--- ZADANIE ---
Proszę policzyć wiersze rekordów poniżej, w których występuje ciąg „trousers”, i podać wyłącznie ich liczbę.

--- REKORDY DO WYKORZYSTANIA ---
—————

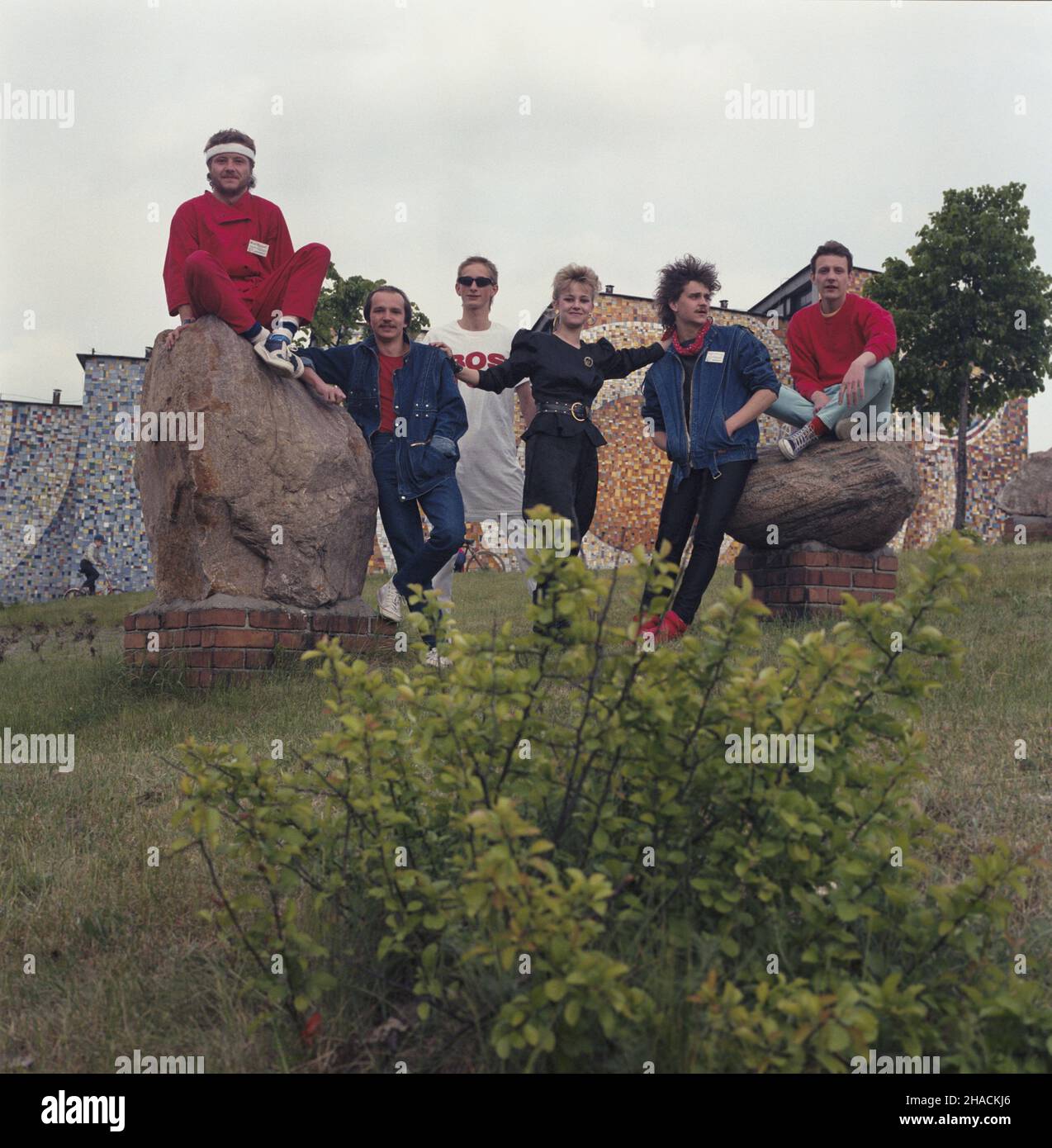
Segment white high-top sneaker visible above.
[778,423,818,462]
[377,581,401,622]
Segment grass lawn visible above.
[0,544,1052,1072]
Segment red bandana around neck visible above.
[672,319,713,356]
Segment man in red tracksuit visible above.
[164,129,329,379]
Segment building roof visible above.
[749,263,880,311]
[77,348,149,370]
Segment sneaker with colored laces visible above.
[377,580,401,622]
[654,610,687,644]
[253,332,303,379]
[778,423,818,462]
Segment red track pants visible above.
[182,244,329,334]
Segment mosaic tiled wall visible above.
[0,355,154,603]
[369,287,1026,571]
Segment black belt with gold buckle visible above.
[537,403,590,423]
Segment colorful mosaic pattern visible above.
[0,355,154,603]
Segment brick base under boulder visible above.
[734,542,898,616]
[124,606,396,688]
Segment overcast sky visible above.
[0,0,1052,450]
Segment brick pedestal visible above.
[124,606,396,688]
[734,542,898,616]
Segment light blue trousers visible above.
[764,358,895,430]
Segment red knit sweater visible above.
[787,292,896,398]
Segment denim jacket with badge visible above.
[296,334,468,500]
[642,324,780,488]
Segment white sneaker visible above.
[377,581,401,622]
[253,339,303,379]
[778,423,818,462]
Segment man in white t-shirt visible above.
[427,255,536,601]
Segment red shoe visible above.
[633,614,661,642]
[654,610,687,643]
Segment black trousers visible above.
[522,434,599,551]
[642,459,752,624]
[80,558,98,594]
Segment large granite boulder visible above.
[727,439,920,551]
[135,317,377,613]
[997,448,1052,538]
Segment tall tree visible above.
[304,263,431,347]
[864,183,1052,529]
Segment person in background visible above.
[80,534,106,594]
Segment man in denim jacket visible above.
[298,286,468,665]
[639,255,779,642]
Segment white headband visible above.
[204,144,256,163]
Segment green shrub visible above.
[176,535,1052,1072]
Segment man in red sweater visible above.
[766,240,896,459]
[164,127,329,379]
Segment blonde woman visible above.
[453,263,670,560]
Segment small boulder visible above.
[997,448,1052,519]
[727,439,920,551]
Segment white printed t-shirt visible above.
[424,321,528,522]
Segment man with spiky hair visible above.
[639,255,779,642]
[164,127,329,379]
[767,239,896,460]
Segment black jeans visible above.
[522,434,599,630]
[80,558,98,594]
[642,459,752,626]
[372,432,463,647]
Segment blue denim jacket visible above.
[642,325,780,488]
[296,334,468,500]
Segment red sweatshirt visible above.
[786,292,896,398]
[164,192,292,315]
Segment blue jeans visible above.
[765,358,895,430]
[372,432,465,645]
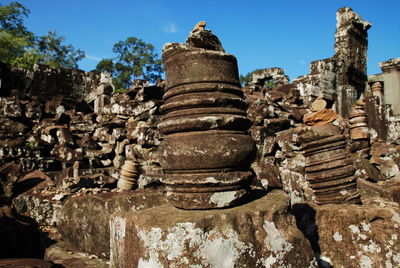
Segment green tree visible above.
[0,2,84,68]
[96,37,163,88]
[36,31,85,68]
[239,72,253,86]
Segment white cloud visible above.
[164,22,178,34]
[85,54,102,61]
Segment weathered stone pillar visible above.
[371,81,383,104]
[159,25,256,209]
[300,124,360,204]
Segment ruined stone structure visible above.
[293,7,371,117]
[0,5,400,268]
[251,68,289,87]
[300,124,360,204]
[366,58,400,142]
[159,30,255,209]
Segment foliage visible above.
[96,37,163,88]
[0,2,85,68]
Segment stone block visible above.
[110,190,313,268]
[44,242,109,268]
[12,188,62,226]
[58,190,166,258]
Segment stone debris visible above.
[0,7,400,267]
[301,126,360,204]
[117,160,138,190]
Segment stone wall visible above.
[0,62,100,99]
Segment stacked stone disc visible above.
[301,126,360,204]
[117,160,138,190]
[159,30,255,209]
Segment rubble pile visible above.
[159,25,255,209]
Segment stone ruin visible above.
[0,7,400,267]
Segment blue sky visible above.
[1,0,400,80]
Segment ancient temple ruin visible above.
[0,7,400,268]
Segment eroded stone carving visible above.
[159,23,255,209]
[301,124,360,204]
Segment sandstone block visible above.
[293,198,400,268]
[58,190,165,258]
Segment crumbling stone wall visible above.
[366,58,400,143]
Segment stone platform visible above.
[110,190,314,268]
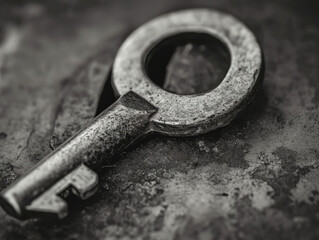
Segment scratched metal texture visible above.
[0,0,319,240]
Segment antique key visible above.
[1,9,263,219]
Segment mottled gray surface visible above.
[0,0,319,239]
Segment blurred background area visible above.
[0,0,319,240]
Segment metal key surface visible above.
[1,9,263,219]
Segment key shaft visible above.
[0,92,157,219]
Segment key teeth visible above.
[26,164,98,219]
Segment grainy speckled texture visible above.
[0,0,319,240]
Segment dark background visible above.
[0,0,319,240]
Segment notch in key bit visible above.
[26,164,98,219]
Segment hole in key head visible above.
[144,32,231,95]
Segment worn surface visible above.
[0,0,319,239]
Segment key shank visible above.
[0,92,157,219]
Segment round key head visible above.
[112,9,263,136]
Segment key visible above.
[0,9,263,219]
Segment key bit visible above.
[26,164,98,219]
[0,9,263,219]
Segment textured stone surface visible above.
[0,0,319,239]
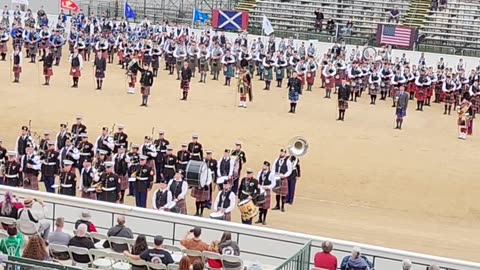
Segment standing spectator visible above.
[388,6,400,23]
[22,235,51,261]
[68,224,95,263]
[314,8,325,32]
[340,247,373,270]
[180,227,208,263]
[17,197,50,241]
[48,217,72,260]
[313,241,337,270]
[123,235,174,265]
[0,191,23,230]
[106,216,133,253]
[0,224,24,257]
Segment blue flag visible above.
[193,8,208,23]
[124,1,135,20]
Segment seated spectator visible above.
[388,6,400,23]
[48,217,72,260]
[17,198,50,241]
[218,232,240,268]
[22,235,51,261]
[0,191,23,230]
[313,241,337,270]
[105,216,133,252]
[68,224,95,263]
[131,234,148,270]
[178,256,192,270]
[314,8,325,32]
[0,224,24,257]
[340,247,373,270]
[180,227,208,263]
[123,235,174,265]
[402,259,412,270]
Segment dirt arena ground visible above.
[0,50,480,261]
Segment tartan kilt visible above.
[258,189,270,210]
[95,69,105,79]
[338,100,348,110]
[140,85,150,96]
[82,191,97,200]
[43,67,53,76]
[118,174,128,190]
[176,197,187,215]
[273,178,288,196]
[12,66,22,73]
[191,187,210,202]
[307,72,315,85]
[70,67,82,77]
[180,80,190,91]
[23,173,38,190]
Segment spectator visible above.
[131,234,148,270]
[402,259,412,270]
[218,232,240,268]
[48,217,72,260]
[178,256,192,270]
[340,247,373,270]
[313,241,338,270]
[0,224,24,257]
[180,227,208,263]
[0,191,23,230]
[18,197,50,241]
[314,8,325,32]
[22,235,51,261]
[388,6,400,23]
[68,224,95,263]
[123,235,174,265]
[105,216,133,252]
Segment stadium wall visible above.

—————

--- PEŁNE ROZWIĄZANIE ---
2